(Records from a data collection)
────────────────────

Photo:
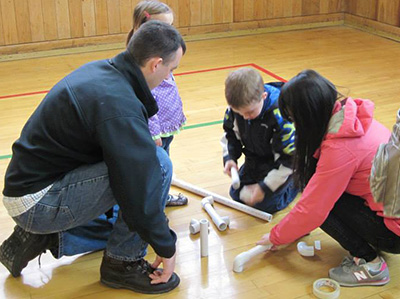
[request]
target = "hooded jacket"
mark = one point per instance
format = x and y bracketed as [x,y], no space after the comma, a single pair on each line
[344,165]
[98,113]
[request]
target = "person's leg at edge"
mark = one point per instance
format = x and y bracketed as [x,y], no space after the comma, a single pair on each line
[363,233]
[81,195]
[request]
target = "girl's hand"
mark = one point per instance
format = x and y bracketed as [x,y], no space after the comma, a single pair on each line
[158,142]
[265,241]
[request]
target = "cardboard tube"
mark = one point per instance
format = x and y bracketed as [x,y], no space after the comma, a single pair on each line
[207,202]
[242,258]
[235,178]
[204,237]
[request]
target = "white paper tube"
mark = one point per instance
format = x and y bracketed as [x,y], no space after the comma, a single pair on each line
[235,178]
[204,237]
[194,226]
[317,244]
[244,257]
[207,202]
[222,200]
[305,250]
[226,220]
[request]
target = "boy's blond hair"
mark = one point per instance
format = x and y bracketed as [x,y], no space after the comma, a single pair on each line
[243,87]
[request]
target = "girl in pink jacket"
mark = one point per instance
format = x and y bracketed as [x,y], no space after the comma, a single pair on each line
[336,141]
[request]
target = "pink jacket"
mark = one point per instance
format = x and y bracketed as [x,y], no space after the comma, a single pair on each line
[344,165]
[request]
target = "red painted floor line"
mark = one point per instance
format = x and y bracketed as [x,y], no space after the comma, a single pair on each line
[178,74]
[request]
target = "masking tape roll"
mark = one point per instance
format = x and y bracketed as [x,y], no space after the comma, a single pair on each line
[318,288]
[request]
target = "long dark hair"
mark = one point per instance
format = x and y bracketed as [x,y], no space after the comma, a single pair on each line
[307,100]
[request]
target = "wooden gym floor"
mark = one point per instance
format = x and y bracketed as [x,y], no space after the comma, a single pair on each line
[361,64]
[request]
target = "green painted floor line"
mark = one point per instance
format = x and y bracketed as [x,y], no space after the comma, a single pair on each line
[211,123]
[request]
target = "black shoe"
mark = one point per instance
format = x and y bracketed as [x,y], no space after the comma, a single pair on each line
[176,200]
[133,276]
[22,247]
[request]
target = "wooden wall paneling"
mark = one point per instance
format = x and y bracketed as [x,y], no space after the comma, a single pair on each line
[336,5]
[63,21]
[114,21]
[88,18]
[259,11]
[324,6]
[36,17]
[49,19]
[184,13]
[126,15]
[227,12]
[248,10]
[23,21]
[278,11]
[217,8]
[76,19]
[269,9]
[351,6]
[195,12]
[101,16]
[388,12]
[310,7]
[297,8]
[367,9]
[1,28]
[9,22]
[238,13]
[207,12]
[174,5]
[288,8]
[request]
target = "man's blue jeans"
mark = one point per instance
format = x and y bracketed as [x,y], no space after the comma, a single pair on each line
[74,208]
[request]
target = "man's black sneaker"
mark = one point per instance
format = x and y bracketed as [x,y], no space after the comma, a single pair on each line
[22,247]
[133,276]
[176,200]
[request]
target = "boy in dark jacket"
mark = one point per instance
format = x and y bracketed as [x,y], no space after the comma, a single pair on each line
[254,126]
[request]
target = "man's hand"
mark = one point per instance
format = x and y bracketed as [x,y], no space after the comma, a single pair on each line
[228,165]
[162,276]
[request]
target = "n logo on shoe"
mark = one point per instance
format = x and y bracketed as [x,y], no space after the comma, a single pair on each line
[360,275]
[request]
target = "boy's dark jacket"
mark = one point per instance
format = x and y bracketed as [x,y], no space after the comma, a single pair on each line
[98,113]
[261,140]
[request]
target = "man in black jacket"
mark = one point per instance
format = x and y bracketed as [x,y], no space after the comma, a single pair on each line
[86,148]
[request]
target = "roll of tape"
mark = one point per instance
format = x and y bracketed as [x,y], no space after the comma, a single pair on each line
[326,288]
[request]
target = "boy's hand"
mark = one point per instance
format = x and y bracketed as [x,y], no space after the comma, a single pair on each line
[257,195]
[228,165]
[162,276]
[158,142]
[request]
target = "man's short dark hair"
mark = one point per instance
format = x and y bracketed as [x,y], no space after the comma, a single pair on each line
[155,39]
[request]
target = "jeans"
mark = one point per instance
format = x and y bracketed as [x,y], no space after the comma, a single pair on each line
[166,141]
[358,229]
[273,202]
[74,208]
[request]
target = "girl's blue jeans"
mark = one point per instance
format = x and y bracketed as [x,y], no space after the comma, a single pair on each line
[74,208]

────────────────────

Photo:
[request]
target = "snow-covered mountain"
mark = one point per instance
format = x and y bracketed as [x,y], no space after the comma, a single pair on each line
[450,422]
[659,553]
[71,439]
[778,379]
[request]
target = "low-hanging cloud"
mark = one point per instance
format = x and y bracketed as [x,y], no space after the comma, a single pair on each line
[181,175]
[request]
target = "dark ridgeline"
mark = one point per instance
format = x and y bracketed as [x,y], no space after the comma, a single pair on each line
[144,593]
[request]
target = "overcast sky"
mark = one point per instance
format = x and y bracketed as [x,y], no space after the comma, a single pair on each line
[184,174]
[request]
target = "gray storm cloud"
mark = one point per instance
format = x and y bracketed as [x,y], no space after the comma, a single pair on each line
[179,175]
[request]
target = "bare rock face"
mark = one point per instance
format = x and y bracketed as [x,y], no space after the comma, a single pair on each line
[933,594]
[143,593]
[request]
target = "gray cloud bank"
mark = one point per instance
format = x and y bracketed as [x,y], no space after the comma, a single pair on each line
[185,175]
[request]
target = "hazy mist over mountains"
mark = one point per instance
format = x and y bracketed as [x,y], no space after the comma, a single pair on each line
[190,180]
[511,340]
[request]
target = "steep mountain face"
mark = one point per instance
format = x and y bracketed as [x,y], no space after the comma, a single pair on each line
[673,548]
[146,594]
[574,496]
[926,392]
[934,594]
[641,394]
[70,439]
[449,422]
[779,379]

────────────────────

THE REQUEST: Locate every line in the material above that contains the word "hair" and copy each of those lines in full, treating uppercase and lowercase letters as different.

COMPLETED TASK:
target = "boy's blond hair"
target = "long dark hair"
target = "man's short dark hair"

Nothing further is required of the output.